Shift every coordinate in the answers up by 17 and write out the part of the listing that opens with the line containing "Exercise. Point out every instance of the green" and closes with the line containing "point(882, 544)", requests included. Give only those lines.

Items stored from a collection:
* begin *

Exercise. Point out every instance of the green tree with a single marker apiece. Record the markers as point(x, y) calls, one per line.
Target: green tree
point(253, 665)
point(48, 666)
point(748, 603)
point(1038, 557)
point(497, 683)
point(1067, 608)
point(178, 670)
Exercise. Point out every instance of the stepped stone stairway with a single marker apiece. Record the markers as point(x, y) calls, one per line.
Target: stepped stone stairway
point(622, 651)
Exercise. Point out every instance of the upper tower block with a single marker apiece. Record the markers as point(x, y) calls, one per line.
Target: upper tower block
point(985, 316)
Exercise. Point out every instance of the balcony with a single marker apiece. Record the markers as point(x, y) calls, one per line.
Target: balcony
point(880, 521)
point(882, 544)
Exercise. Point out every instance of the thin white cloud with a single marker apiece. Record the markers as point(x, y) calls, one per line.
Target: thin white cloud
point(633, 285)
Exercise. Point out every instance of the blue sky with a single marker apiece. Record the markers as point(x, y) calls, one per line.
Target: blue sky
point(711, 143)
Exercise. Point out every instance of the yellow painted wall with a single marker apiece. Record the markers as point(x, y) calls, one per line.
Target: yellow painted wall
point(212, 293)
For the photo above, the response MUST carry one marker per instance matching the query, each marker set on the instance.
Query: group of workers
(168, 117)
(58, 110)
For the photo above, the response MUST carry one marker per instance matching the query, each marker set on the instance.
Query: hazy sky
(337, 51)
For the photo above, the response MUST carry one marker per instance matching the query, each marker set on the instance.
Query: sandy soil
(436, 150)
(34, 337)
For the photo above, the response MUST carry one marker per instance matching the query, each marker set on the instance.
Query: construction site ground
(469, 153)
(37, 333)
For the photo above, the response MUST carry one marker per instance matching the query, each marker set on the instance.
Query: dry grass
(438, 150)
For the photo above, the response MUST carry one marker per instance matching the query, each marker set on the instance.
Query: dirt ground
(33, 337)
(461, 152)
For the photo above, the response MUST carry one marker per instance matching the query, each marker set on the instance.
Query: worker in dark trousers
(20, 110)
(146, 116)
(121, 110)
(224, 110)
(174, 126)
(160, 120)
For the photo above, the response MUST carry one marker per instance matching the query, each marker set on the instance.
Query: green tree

* end *
* begin *

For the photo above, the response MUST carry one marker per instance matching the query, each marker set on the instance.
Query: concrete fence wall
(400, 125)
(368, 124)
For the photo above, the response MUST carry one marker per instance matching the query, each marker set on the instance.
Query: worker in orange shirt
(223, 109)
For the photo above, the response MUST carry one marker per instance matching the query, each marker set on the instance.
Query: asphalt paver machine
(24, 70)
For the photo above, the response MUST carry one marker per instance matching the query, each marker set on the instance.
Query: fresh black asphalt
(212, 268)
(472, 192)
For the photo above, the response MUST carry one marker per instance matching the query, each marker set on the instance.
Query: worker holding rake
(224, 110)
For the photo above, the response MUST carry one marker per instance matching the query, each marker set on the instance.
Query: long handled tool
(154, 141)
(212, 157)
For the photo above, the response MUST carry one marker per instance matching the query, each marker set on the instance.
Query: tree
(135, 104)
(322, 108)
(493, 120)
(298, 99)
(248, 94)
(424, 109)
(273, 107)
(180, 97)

* end *

→ **Problem solution**:
Exercise. Point out every instance of the green tree with a single marker apiece. Record the markers as point(x, y) calls, one per line.
Target: green tree
point(270, 682)
point(65, 683)
point(765, 620)
point(1055, 574)
point(514, 700)
point(1084, 625)
point(195, 687)
Exercise. Point out every instance of the stepped stone stairway with a single marker apiece. Record the markers as point(x, y) calls, one per line.
Target: stepped stone stairway
point(639, 668)
Exercise. Point out every instance of the upper tower block with a single marker apiece. Record the markers as point(x, y) calls, one per line.
Target: upper tower block
point(1002, 333)
Exercise. Point out every instance of the balcony with a single marker apiece. Record the markers as point(x, y) calls, one per line.
Target: balcony
point(897, 538)
point(899, 561)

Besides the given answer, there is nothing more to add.